◆ **WRITTEN EXERCISE**: Please quote every line word for word.

[Collection entries]
--- Start ---

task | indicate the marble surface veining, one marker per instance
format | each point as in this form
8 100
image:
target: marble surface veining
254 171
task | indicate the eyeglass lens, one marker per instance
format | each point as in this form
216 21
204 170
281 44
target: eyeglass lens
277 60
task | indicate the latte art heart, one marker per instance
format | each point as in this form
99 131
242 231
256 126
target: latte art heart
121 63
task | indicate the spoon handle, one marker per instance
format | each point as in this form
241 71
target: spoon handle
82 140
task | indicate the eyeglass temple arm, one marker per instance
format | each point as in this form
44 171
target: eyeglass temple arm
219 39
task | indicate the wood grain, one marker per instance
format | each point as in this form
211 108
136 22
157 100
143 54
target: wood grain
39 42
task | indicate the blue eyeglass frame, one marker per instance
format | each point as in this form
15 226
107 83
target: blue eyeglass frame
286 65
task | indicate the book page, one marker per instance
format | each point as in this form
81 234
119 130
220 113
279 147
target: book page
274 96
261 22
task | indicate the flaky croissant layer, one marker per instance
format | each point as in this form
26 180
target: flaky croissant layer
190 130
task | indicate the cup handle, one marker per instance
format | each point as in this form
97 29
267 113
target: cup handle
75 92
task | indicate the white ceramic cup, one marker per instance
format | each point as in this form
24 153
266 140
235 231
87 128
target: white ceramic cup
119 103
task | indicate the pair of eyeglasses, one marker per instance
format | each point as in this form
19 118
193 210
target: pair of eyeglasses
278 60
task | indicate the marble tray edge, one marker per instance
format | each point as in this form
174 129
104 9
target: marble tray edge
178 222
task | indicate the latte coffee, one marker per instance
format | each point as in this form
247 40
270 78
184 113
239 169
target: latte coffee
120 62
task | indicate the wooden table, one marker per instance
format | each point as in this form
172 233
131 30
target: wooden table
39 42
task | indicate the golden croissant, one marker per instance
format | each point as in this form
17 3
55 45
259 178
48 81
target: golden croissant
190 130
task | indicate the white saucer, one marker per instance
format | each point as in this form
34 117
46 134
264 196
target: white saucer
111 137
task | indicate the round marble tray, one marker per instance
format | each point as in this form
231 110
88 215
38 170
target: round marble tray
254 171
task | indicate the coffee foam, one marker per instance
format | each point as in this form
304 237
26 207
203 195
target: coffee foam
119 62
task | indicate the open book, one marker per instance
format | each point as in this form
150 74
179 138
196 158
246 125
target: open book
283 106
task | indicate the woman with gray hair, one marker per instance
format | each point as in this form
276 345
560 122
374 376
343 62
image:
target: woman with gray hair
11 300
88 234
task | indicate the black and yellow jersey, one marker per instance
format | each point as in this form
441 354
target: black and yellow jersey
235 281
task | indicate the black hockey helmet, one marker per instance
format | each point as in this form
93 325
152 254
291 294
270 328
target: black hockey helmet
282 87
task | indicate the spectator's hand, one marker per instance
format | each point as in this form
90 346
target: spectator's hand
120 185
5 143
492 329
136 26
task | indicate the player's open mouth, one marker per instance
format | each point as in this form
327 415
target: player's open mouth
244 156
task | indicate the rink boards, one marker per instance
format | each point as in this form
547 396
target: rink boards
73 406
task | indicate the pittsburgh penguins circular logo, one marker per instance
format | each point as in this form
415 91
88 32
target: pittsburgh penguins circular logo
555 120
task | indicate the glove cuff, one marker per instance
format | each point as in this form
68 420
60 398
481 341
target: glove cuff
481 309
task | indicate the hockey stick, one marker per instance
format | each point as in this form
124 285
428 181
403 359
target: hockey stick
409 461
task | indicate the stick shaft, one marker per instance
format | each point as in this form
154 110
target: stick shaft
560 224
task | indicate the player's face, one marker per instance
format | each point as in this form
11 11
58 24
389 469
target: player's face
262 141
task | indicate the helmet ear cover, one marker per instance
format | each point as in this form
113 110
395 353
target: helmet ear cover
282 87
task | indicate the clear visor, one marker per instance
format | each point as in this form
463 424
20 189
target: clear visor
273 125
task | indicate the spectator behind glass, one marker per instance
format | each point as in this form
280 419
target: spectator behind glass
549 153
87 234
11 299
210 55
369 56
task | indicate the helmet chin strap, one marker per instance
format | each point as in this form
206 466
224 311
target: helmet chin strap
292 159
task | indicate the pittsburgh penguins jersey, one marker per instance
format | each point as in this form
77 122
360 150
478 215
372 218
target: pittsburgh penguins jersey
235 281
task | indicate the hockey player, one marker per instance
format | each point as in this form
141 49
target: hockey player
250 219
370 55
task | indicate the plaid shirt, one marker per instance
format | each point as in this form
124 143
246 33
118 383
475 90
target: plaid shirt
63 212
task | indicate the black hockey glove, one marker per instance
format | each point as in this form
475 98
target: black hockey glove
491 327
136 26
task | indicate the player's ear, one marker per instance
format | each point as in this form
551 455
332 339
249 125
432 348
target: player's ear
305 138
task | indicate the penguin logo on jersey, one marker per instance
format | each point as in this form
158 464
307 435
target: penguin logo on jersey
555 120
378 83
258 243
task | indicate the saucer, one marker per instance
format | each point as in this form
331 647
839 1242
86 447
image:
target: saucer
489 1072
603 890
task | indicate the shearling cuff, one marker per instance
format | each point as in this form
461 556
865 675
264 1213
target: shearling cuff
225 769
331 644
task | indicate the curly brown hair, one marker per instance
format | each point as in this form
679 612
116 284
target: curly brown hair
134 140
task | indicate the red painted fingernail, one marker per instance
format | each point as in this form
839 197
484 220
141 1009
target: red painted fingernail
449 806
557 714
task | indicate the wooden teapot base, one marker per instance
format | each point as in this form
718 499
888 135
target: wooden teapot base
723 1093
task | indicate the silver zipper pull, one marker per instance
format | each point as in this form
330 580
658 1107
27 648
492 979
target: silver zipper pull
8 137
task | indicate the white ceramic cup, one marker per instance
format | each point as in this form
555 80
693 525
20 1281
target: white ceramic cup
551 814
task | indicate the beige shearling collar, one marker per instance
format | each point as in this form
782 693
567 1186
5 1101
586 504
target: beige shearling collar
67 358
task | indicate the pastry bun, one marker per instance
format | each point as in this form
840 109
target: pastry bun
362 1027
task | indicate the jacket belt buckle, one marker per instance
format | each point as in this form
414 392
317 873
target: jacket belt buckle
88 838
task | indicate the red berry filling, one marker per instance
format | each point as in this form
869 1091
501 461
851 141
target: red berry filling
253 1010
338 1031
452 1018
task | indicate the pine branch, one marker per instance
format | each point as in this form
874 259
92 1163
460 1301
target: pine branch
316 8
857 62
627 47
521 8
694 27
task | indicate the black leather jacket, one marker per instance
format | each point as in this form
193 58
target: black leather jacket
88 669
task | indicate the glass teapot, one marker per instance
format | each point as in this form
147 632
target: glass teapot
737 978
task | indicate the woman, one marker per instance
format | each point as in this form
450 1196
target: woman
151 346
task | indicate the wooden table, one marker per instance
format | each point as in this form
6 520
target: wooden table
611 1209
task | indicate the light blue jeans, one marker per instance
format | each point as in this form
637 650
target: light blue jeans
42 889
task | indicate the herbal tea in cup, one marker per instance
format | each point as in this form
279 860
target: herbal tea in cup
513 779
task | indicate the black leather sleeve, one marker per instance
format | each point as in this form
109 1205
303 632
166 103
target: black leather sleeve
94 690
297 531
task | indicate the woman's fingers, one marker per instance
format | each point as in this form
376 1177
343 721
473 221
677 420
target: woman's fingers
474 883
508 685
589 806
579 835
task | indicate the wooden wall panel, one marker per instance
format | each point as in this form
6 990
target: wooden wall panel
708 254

--- End ---

◆ **EXERCISE SOLUTION**:
task | indicate the marble surface veining, one marker per instance
format | each point as in this form
8 100
image:
target: marble surface veining
254 171
task | indicate the eyeglass lens, one marker per instance
format | each point as in this form
216 21
204 170
281 44
target: eyeglass lens
277 60
task | indicate the latte art heart, one marker per instance
format | each point as in this form
99 131
242 231
256 126
target: latte art heart
121 63
task | indicate the spoon handle, one marker per instance
format | each point as in this form
241 71
target: spoon handle
82 140
task | indicate the eyeglass temple arm, one marker per instance
format | each point as in this form
44 171
target: eyeglass temple arm
219 39
task | indicate the wood grain, one marker per instance
format | each point as in this form
211 108
136 22
157 100
143 54
target: wood grain
39 42
task | indicate the blue eyeglass frame, one marker per instance
format | each point as in this form
15 226
107 83
target: blue eyeglass frame
286 65
task | indicate the book page, one marker per instance
format | each point as in this form
81 234
119 130
220 113
279 147
target: book page
274 96
261 22
task | indicate the flaky croissant layer, one marker per instance
format | each point as in this form
26 180
target: flaky croissant layer
190 130
task | indicate the cup handle, one marker per instance
format | each point as in this form
97 29
267 113
target: cup handle
75 92
task | indicate the white ceramic cup, one marker per instance
format | each point as in this form
24 153
266 140
235 231
87 128
target: white ceramic cup
119 103
task | indicate the pair of eyeglasses, one marker per instance
format | each point as in this form
19 118
193 210
target: pair of eyeglasses
278 60
task | indicate the marble tray edge, one marker per instance
format | each point as in this form
174 129
104 9
target: marble tray edge
178 222
task | indicate the latte coffee, one marker per instance
format | each point as in this form
247 40
270 78
184 113
239 169
target: latte coffee
120 62
task | indicate the wooden table, one marker per instance
format | each point as in this form
172 233
131 30
target: wooden table
39 42
task | indicate the golden croissant, one marker per instance
format | each point as in this form
17 3
55 45
259 178
48 81
target: golden croissant
190 130
task | indicate the white saucer, one marker per instance
format | each point as in this form
34 117
46 134
264 196
target: white saucer
111 137
task | indicate the round marble tray, one marker per instance
format | each point as in this form
231 110
88 215
38 170
target: round marble tray
254 171
task | indicate the coffee foam, one marker per instance
format | each point as in this form
304 237
26 207
203 195
target: coffee foam
119 62
task | indicate the open book, one marker per instance
format | each point as in this form
150 74
179 138
196 158
246 125
target: open book
283 106
task | indicate the woman with gray hair, one marker per instance
format | each point as in this form
276 345
560 122
374 376
343 62
image:
target: woman with gray hair
11 300
88 234
task | indicate the black and yellow jersey, one marker per instance
format | each point as in this form
441 354
target: black and yellow jersey
235 281
task | indicate the black hockey helmet, one marker per instance
format | each point as in this form
93 325
152 254
291 294
270 328
target: black hockey helmet
282 87
task | indicate the spectator's hand, one marker per instance
format | each point as in this form
90 346
target: spectator's hand
120 185
5 143
492 329
136 26
task | indicate the player's open mouth, one marker per instance
format | each point as in this form
327 415
target: player's open mouth
244 156
task | indicate the rink boards, one marker per instance
format | each point as in this form
547 396
target: rink boards
73 406
task | indicate the pittsburgh penguins circular logo, one marker per instance
format | each point as in this form
415 91
88 32
target: pittsburgh penguins circular logo
555 120
task | indicate the glove cuff, one marker per instance
format | each point as in this form
68 420
60 398
481 341
target: glove cuff
481 309
task | indicate the hockey stick, one marker per instance
format | each point as in this form
124 285
428 181
403 359
target: hockey stick
409 461
task | indicate the stick shaft, one marker per instance
format | each point as in this form
154 110
target: stick shaft
560 224
task | indicate the player's face, one marker per instance
format | each point as in this form
11 11
58 24
389 469
target: player's face
262 141
task | indicate the helmet ear cover, one marker per instance
format | each point as in this form
113 110
395 353
target: helmet ear cover
282 87
task | indicate the clear visor, one marker per instance
format | each point as in this form
463 424
20 189
target: clear visor
273 125
task | indicate the spectator behind glass, one marker per instance
format | each point as in this form
280 419
target: spectator behind glass
549 153
87 234
11 299
210 55
369 56
task | indicate the helmet chin strap, one marker per instance
format | each point as in this form
206 466
224 311
target: helmet chin strap
292 159
task | indicate the pittsburgh penguins jersey, one marker per instance
format | each point as in this form
77 122
360 150
478 215
372 218
target: pittsburgh penguins jersey
235 281
task | indicate the hockey player, one marker per instance
format | each point as in this form
141 49
target: hockey player
250 219
370 55
task | indicate the plaid shirt, one marker per instance
format | each point as in this form
124 143
246 33
118 383
475 90
target: plaid shirt
63 212
task | indicate the black hockey glove, one marker per instance
format | each point as in this form
475 98
target: black hockey glove
491 327
136 26
task | indicate the player's ear, one marker per instance
format | each point as in this form
551 455
332 339
249 125
432 348
target: player's ear
305 138
task | indicate the penguin logo on jersey, one marker per instance
format | each point as in this form
158 464
307 435
target: penguin logo on jersey
555 120
378 83
258 243
task | indicate the saucer, one marker per instance
format | each point as in this form
331 647
839 1242
86 447
image:
target: saucer
489 1072
603 890
task | indicate the shearling cuff, one marker per instance
format | each point as in this form
461 556
865 675
264 1213
target: shearling cuff
225 769
331 644
task | indicate the curly brown hair, one marker per instance
format | each point as in this form
679 612
116 284
target: curly brown hair
134 140
task | indicate the red painted fingernail, one marker per instance
format | each point as in this form
839 197
484 220
141 1009
target: red painted fingernail
449 806
557 714
task | indicate the wooden teapot base, one marker per instance
format | each point as in this form
718 499
888 135
target: wooden teapot base
723 1093
task | indicate the silver zipper pull, one marker per instance
format | each point as in this form
330 580
658 1107
27 648
492 979
target: silver zipper pull
8 137
task | indicate the white ceramic cup, one marker per instance
format | each point as in this form
555 80
693 525
20 1281
target: white ceramic cup
551 814
task | indicate the beige shearling collar, one marker per instance
format | each point as in this form
782 693
567 1186
5 1101
586 504
target: beige shearling collar
67 358
task | indicate the pastry bun, one marker per instance
format | each point as in this form
840 109
target: pastry bun
362 1027
task | indicate the jacket belt buckle, one marker per instance
format | each point as in this form
414 392
317 873
target: jacket belt buckle
88 838
task | indicate the red berry filling, one marker per instance
format | each point as in this form
869 1091
501 461
851 141
target: red berry filling
253 1010
338 1031
452 1018
task | indicate the pine branch, one marker per instance
format | each point as in this form
874 259
92 1163
460 1301
target: pine branch
316 8
857 62
627 47
521 8
694 27
task | indicate the black leather jacket, one marker per instance
format | each point as in this form
193 58
target: black leather jacket
88 669
task | indicate the glass teapot, one marker per instance
format | each point as in this form
147 632
target: glass teapot
737 978
task | indicate the woman, one marker per instance
format | each point as in this form
450 1196
target: woman
151 346
task | indicate the wooden table, one marker per instance
format | each point as in this form
6 520
target: wooden table
611 1209
task | indicate the light blue jeans, one marker per instance
format | each point as in this form
637 650
target: light blue jeans
42 889
task | indicate the herbal tea in cup, one marker per instance
format | each point as in this form
279 860
target: herbal tea in cup
513 779
task | indicate the black leather sleeve, one marker per instance
format | each point as in this form
109 1205
303 632
166 103
target: black leather sleeve
94 690
297 531
task | indicate the woman's fingers, one marker per instance
format | each point as in this form
376 1177
343 721
473 221
677 420
target: woman's fingers
474 883
508 685
589 806
579 835
task | indicate the wooden wall panel, one marker per instance
format | each point as in this form
6 990
target: wooden wall panel
708 254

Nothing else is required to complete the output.